▶ _TASK DESCRIPTION_
Each line from the one containing "TARGET: dry grass stalk" through the last line of the entries below is to be transcribed exactly. Nothing else belongs in the reply.

▶ _SUPPLIED ENTRIES_
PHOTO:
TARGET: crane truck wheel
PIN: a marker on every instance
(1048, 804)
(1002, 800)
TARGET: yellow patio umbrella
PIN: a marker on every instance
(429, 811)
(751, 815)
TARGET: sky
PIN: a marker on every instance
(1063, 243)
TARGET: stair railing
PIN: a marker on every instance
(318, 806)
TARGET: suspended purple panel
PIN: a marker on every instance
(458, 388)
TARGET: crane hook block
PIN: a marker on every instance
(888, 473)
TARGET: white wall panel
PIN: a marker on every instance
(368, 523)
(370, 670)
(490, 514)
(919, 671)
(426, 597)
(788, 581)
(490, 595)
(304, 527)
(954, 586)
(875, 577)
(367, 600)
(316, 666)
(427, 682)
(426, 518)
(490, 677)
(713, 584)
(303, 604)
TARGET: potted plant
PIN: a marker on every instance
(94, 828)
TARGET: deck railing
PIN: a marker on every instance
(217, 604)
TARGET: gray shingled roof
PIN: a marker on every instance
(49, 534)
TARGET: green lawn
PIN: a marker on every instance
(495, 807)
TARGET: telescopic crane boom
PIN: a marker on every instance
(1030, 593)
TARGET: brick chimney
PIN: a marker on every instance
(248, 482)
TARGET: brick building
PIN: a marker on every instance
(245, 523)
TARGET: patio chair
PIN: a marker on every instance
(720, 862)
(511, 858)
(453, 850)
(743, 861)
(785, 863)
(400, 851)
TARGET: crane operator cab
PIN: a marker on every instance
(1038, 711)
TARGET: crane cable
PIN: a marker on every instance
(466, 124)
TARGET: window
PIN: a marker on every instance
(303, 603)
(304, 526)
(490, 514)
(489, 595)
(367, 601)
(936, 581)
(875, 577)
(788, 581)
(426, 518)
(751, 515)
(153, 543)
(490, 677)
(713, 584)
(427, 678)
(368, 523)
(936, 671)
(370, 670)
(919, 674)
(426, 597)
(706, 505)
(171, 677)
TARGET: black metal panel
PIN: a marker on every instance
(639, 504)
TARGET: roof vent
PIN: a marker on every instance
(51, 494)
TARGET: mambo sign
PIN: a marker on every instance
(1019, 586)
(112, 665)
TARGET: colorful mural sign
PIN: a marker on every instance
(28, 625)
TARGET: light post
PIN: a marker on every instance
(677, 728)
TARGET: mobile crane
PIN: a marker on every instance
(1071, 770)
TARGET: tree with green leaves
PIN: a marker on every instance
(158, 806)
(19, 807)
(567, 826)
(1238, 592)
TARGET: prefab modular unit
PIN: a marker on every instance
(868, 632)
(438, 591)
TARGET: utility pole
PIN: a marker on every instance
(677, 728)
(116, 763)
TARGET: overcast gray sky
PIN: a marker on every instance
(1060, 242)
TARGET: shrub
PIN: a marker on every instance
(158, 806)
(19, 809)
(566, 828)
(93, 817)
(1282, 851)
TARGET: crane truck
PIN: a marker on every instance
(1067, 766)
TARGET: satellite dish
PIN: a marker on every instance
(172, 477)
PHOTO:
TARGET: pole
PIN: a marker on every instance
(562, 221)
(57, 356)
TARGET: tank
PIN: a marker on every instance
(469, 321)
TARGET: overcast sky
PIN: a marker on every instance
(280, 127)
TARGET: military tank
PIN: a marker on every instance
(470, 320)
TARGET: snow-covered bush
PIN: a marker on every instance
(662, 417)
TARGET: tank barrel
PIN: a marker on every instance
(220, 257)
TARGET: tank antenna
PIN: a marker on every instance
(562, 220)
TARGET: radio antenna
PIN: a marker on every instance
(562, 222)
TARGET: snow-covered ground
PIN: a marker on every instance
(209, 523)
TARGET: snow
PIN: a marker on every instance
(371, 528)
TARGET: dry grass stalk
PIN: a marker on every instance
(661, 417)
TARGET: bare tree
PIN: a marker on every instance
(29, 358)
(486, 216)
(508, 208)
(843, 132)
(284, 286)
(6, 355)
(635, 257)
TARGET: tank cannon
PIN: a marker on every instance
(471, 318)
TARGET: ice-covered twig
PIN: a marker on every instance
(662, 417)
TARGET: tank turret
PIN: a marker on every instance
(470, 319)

▶ _REPLY_
TARGET: dry grass stalk
PIN: a marker on every instance
(661, 417)
TARGET: bare tree
PIN: a marker on every instance
(29, 358)
(486, 216)
(508, 208)
(843, 132)
(284, 286)
(6, 355)
(635, 257)
TARGET: tank cannon
PIN: a marker on every instance
(471, 318)
TARGET: ice-covered twig
PIN: a marker on every instance
(662, 417)
TARGET: tank turret
PIN: a marker on every instance
(470, 319)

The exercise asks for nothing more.